**TEXT SHOWN:**
-- START --

When mom tried the Whole30, the entire family learned a lesson
Published 1:30 am Sunday, February 3, 2019
On Day 29 of the popular food challenge called Whole30, I should have been feeling great. I’d lost a couple of pounds, was sleeping like a baby and had a fridge stocked with healthy meals.
Instead, I found myself staring longingly into my mug and wishing yet again that I could add milk to my coffee.
The basic premise of Whole30 is to spend 30 days eating foods that nourish your body and don’t trigger an unhealthy psychological response to food or undetected inflammation. That means eating vegetables, fruit, eggs, meat, fish and nuts, but eliminating dairy, soy, legumes, grains, alcohol and sugar.
A full explanation of Whole30 can be found in the New York Times bestseller “It Starts with Food” by Dallas Hartwig and Melissa Urban.
I started my Whole30 on New Year’s Day because the holiday season had left me completely addicted to sugar. Forget about having dessert once or twice a week — I was eating four or five cookies every day and decimating a box of See’s chocolate.
Several of my friends were doing the Whole30 challenge and had started a Facebook support group. Plus, ACME Farms and Kitchens in Bellingham was offering a Whole30 food box in January, which made meal planning easy.

-- END --

Which book does the Whole30 article name as giving a full explanation of the program?

**DATA EXCERPT:**

-- START --

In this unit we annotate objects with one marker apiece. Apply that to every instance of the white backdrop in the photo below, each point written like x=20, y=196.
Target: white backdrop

-- END --

**SOLVED EXERCISE:** "It Starts with Food" by Dallas Hartwig and Melissa Urban